Records excerpted from a collection -
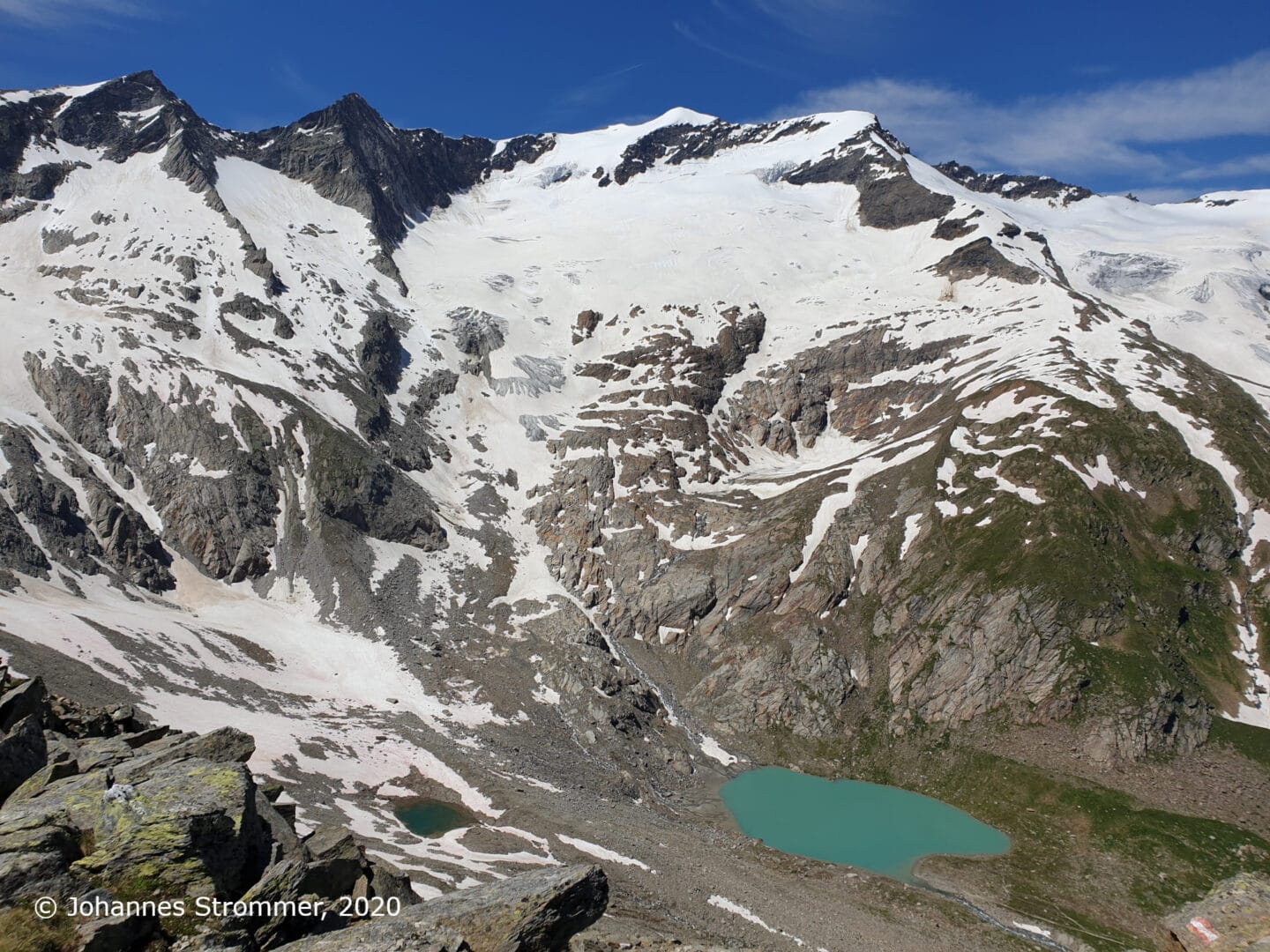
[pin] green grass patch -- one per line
(1254, 743)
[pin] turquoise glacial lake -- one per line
(430, 818)
(866, 825)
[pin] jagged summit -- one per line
(559, 478)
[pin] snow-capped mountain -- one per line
(616, 457)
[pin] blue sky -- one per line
(1165, 98)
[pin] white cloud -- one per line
(52, 13)
(1123, 127)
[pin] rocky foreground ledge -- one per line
(98, 807)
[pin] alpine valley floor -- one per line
(565, 476)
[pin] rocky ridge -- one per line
(666, 449)
(103, 807)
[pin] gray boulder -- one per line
(22, 753)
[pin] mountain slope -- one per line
(446, 465)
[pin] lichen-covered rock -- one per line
(190, 829)
(22, 753)
(1235, 915)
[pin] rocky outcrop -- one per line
(94, 802)
(981, 258)
(1013, 185)
(889, 196)
(534, 911)
(1235, 915)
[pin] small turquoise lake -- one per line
(430, 818)
(866, 825)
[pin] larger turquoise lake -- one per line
(866, 825)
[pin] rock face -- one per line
(95, 802)
(534, 911)
(663, 446)
(1233, 915)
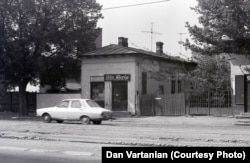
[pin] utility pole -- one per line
(180, 42)
(152, 33)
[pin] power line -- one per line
(140, 4)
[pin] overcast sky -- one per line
(168, 18)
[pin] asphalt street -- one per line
(34, 141)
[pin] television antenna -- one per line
(180, 42)
(152, 33)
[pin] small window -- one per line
(63, 104)
(76, 104)
(161, 89)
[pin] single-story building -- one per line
(117, 76)
(240, 82)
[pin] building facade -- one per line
(117, 76)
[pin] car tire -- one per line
(97, 122)
(59, 121)
(85, 120)
(46, 118)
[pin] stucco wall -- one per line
(101, 66)
(160, 73)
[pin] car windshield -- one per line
(92, 103)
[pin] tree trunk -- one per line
(23, 109)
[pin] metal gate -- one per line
(163, 105)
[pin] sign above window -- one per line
(117, 77)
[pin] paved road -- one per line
(29, 151)
(30, 158)
(38, 140)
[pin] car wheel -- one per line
(85, 120)
(59, 121)
(97, 122)
(47, 118)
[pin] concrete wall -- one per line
(49, 100)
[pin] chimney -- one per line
(122, 41)
(159, 47)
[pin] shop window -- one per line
(173, 85)
(144, 83)
(161, 90)
(179, 86)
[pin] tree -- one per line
(211, 75)
(32, 31)
(220, 18)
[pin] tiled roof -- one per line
(121, 50)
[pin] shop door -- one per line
(247, 93)
(97, 92)
(120, 96)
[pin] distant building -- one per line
(117, 76)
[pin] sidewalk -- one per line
(15, 116)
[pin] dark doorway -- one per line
(119, 96)
(247, 94)
(97, 92)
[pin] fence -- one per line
(9, 102)
(210, 103)
(163, 105)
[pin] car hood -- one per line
(102, 109)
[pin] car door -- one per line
(75, 109)
(60, 111)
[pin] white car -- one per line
(85, 110)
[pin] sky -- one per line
(168, 18)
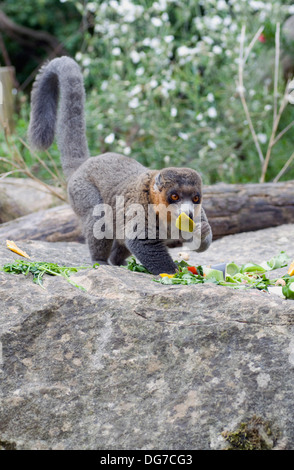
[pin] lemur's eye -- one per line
(196, 199)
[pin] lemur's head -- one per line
(179, 189)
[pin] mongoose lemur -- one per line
(92, 181)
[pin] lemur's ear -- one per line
(158, 183)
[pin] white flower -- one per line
(240, 89)
(290, 90)
(211, 112)
(210, 98)
(140, 71)
(146, 42)
(134, 103)
(208, 40)
(183, 135)
(116, 51)
(104, 85)
(217, 50)
(262, 138)
(169, 38)
(91, 6)
(137, 89)
(211, 144)
(183, 51)
(110, 138)
(213, 22)
(135, 57)
(157, 22)
(153, 83)
(173, 112)
(127, 150)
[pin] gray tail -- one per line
(60, 80)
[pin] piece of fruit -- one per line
(291, 269)
(13, 247)
(184, 223)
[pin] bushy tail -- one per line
(60, 80)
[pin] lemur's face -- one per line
(179, 189)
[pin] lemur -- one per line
(99, 180)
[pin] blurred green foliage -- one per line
(161, 79)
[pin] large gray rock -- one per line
(132, 364)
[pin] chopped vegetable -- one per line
(137, 267)
(288, 289)
(184, 223)
(248, 276)
(39, 269)
(13, 247)
(291, 269)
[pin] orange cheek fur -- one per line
(159, 198)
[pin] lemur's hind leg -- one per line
(153, 254)
(119, 253)
(87, 203)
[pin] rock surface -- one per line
(132, 364)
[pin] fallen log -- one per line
(230, 209)
(235, 208)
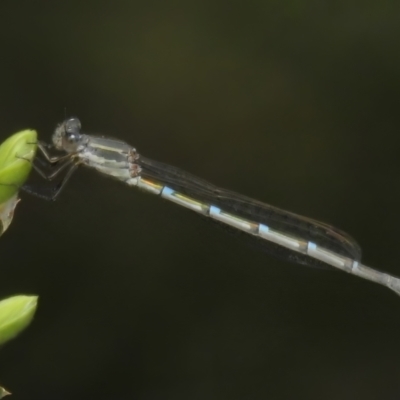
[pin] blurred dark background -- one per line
(294, 103)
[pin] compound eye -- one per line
(72, 137)
(73, 126)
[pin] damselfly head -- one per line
(67, 136)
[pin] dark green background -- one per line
(294, 103)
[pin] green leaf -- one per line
(16, 155)
(7, 213)
(15, 315)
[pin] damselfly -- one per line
(283, 234)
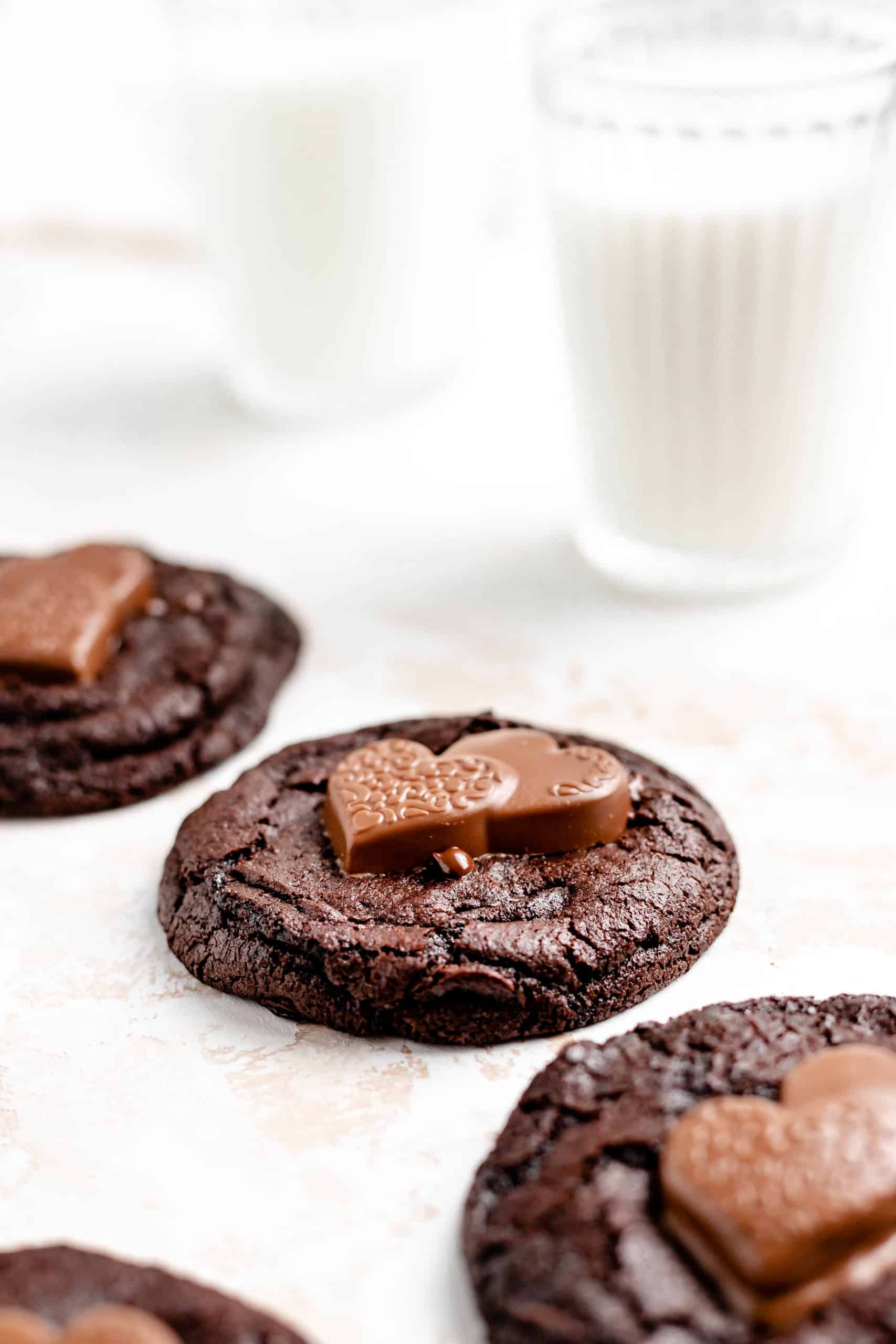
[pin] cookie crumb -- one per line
(455, 862)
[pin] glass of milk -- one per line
(721, 190)
(339, 147)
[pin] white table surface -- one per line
(428, 555)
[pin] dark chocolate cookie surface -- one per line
(562, 1229)
(191, 685)
(253, 902)
(58, 1283)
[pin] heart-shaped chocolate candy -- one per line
(109, 1324)
(58, 613)
(774, 1199)
(393, 804)
(567, 797)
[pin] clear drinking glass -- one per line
(721, 183)
(339, 150)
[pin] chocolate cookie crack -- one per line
(520, 947)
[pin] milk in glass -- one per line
(343, 187)
(721, 260)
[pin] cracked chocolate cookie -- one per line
(256, 902)
(121, 676)
(567, 1229)
(64, 1287)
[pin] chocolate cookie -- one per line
(254, 902)
(190, 683)
(58, 1284)
(563, 1230)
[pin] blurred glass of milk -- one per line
(722, 188)
(343, 155)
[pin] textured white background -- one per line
(428, 555)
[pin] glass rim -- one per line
(312, 15)
(561, 11)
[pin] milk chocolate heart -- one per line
(567, 797)
(58, 613)
(393, 804)
(790, 1203)
(109, 1324)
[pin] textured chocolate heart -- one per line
(774, 1198)
(109, 1324)
(567, 797)
(393, 804)
(58, 613)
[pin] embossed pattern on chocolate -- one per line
(570, 797)
(512, 791)
(256, 902)
(785, 1191)
(393, 804)
(566, 1232)
(790, 1195)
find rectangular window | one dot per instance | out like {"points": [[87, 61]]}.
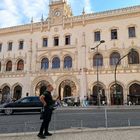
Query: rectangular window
{"points": [[21, 43], [45, 42], [56, 41], [0, 47], [67, 40], [131, 32], [114, 34], [97, 36], [10, 44]]}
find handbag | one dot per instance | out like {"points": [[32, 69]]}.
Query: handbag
{"points": [[42, 114]]}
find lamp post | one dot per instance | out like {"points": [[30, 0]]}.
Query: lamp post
{"points": [[98, 93], [118, 62]]}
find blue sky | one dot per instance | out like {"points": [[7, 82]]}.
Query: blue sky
{"points": [[17, 12]]}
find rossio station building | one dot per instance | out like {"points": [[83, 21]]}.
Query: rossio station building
{"points": [[57, 50]]}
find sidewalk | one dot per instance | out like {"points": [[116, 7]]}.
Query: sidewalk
{"points": [[127, 133]]}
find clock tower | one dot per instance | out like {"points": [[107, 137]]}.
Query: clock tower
{"points": [[58, 10]]}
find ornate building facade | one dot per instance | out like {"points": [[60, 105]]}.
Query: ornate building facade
{"points": [[58, 51]]}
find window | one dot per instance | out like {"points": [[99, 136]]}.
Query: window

How to complete this task - Could you copy every record above exactly, leaving out the pictures?

Response to the task -
[pin] green grass patch -- one per line
(1254, 743)
[pin] turquoise glacial lake -- one per line
(430, 818)
(866, 825)
[pin] jagged summit -- one per line
(559, 478)
[pin] snow-capped mountain -- one per line
(616, 457)
[pin] blue sky -- one per line
(1165, 98)
[pin] white cloud -- one per line
(52, 13)
(1123, 127)
[pin] rocky foreground ledge -- one per line
(98, 807)
[pin] alpine valley floor -- one per line
(565, 476)
[pin] rocky ridge -- one per line
(666, 449)
(103, 807)
[pin] gray boulder -- one per line
(22, 753)
[pin] mountain slope -- one per line
(446, 465)
[pin] lichen-covered rock -- one per line
(190, 829)
(22, 753)
(1235, 915)
[pin] rocky outcrop -- one per line
(94, 802)
(981, 258)
(1013, 185)
(889, 196)
(534, 911)
(1235, 915)
[pin] small turquoise lake -- one per line
(430, 818)
(866, 825)
[pin] larger turquoise lake -- one per line
(866, 825)
[pin] rock face -- one per line
(95, 802)
(534, 911)
(663, 446)
(1233, 915)
[pin] utility pole -- one per line
(180, 42)
(152, 33)
[pin] power line -- one per line
(140, 4)
[pin] overcast sky -- one per line
(168, 18)
[pin] asphalt street -- one per line
(34, 141)
[pin] television antenna -- one per line
(180, 42)
(152, 33)
[pin] small window -- one per line
(63, 104)
(76, 104)
(161, 89)
[pin] single-story building -- one per line
(117, 76)
(240, 82)
[pin] building facade -- one per line
(117, 76)
[pin] car tire -- one per line
(97, 122)
(59, 121)
(85, 120)
(46, 118)
[pin] stucco wall -- one per line
(101, 66)
(160, 73)
[pin] car windshield -- one per line
(92, 103)
[pin] tree trunk -- one per line
(23, 109)
[pin] metal gate -- one per line
(163, 105)
[pin] sign above window -- one per line
(117, 77)
[pin] paved road -- one per line
(29, 151)
(30, 158)
(38, 140)
[pin] car wheel -- one per line
(85, 120)
(59, 121)
(97, 122)
(47, 118)
[pin] concrete wall -- one per line
(49, 100)
[pin] chimney -- one per line
(122, 41)
(159, 47)
[pin] shop window -- one per line
(173, 85)
(144, 83)
(161, 90)
(179, 86)
[pin] tree -- one per line
(211, 75)
(32, 31)
(220, 18)
[pin] tiled roof -- one per line
(121, 50)
[pin] shop door -- one per line
(247, 93)
(97, 92)
(120, 96)
[pin] distant building -- one per line
(117, 76)
[pin] sidewalk -- one per line
(15, 116)
[pin] dark doorway -- one per line
(119, 96)
(247, 94)
(97, 92)
[pin] fence -- one per line
(9, 102)
(210, 103)
(163, 105)
[pin] car hood -- one per line
(102, 109)
[pin] car door -- one per line
(75, 109)
(60, 111)
[pin] white car -- one per line
(85, 110)
[pin] sky -- one per line
(168, 18)
[pin] lemur's eye -- one per line
(196, 199)
[pin] lemur's head -- one per line
(179, 189)
[pin] mongoose lemur -- one per line
(92, 181)
[pin] lemur's ear -- one per line
(158, 183)
[pin] white flower -- one per line
(240, 89)
(290, 90)
(211, 112)
(210, 98)
(140, 71)
(146, 42)
(134, 103)
(208, 40)
(183, 135)
(116, 51)
(104, 85)
(217, 50)
(262, 138)
(169, 38)
(91, 6)
(137, 89)
(211, 144)
(183, 51)
(110, 138)
(213, 22)
(135, 57)
(157, 22)
(153, 83)
(173, 112)
(127, 150)
[pin] gray tail -- one per line
(60, 80)
[pin] piece of fruit -- one per line
(291, 269)
(13, 247)
(184, 223)
[pin] bushy tail -- one per line
(60, 80)
[pin] lemur's face -- one per line
(179, 189)
[pin] lemur -- one per line
(99, 180)
[pin] blurred green foliage -- one per line
(161, 79)
[pin] large gray rock -- one per line
(132, 364)
[pin] chopped vegetable -- one per line
(137, 267)
(288, 289)
(184, 223)
(248, 276)
(39, 269)
(13, 247)
(291, 269)
[pin] orange cheek fur -- one per line
(159, 198)
[pin] lemur's hind leg -- one per line
(153, 254)
(119, 253)
(87, 203)
[pin] rock surface -- one per line
(132, 364)
[pin] fallen log -- one per line
(230, 209)
(235, 208)
[pin] blurred dark background -- one per line
(294, 103)
[pin] compound eye -- one per line
(72, 137)
(73, 126)
[pin] damselfly head -- one per line
(67, 136)
[pin] dark green background -- one per line
(294, 103)
[pin] green leaf -- one per line
(16, 155)
(7, 213)
(15, 315)
[pin] damselfly -- one per line
(283, 234)
[pin] cookie crumb -- one per line
(455, 862)
[pin] glass of milk -- one per line
(721, 190)
(339, 147)
[pin] white table surface -- one per line
(428, 555)
[pin] dark chocolate cookie surface -- one per line
(562, 1229)
(191, 685)
(253, 902)
(58, 1283)
[pin] heart-shaped chocolate candy -- one per line
(109, 1324)
(58, 613)
(774, 1199)
(393, 804)
(567, 797)
[pin] clear drinking glass -- one per line
(721, 183)
(339, 150)
[pin] chocolate cookie crack -- one per line
(520, 947)
[pin] milk in glass -- one per line
(343, 187)
(721, 260)
[pin] cracked chocolate cookie -- one per line
(256, 902)
(121, 676)
(567, 1229)
(64, 1287)
[pin] chocolate cookie -- one per line
(254, 902)
(190, 683)
(58, 1284)
(563, 1230)
[pin] blurred glass of milk -- one per line
(722, 188)
(343, 155)
[pin] textured white background -- one per line
(428, 555)
[pin] glass rim -- one per line
(312, 15)
(561, 11)
[pin] milk chocolate heart -- one per line
(567, 797)
(58, 613)
(393, 804)
(790, 1203)
(109, 1324)
[pin] textured chocolate heart -- one per line
(774, 1198)
(109, 1324)
(567, 797)
(393, 804)
(58, 613)
[pin] embossed pattern on chocolate -- one per line
(570, 797)
(512, 791)
(256, 902)
(785, 1191)
(393, 804)
(566, 1232)
(790, 1195)
find rectangular window | one dot per instance | out like {"points": [[87, 61]]}.
Query: rectangular window
{"points": [[21, 43], [45, 42], [56, 41], [0, 47], [67, 40], [131, 32], [114, 34], [97, 36], [10, 44]]}
find handbag | one dot per instance | out like {"points": [[32, 69]]}.
Query: handbag
{"points": [[42, 114]]}
find lamp post | one dot per instance | out like {"points": [[30, 0]]}.
Query: lamp post
{"points": [[98, 93], [118, 62]]}
find blue sky | one dot per instance | out like {"points": [[7, 82]]}.
Query: blue sky
{"points": [[17, 12]]}
find rossio station building | one dot per instance | out like {"points": [[83, 21]]}.
Query: rossio station building
{"points": [[57, 50]]}
find sidewalk | one dot per instance | out like {"points": [[116, 7]]}.
Query: sidewalk
{"points": [[127, 133]]}
find clock tower | one dot per instance | out like {"points": [[107, 137]]}.
Query: clock tower
{"points": [[58, 10]]}
find ornate building facade | one dot per instance | out like {"points": [[60, 105]]}.
Query: ornate building facade
{"points": [[58, 51]]}
find window | one dot per instance | out like {"points": [[99, 136]]}.
Query: window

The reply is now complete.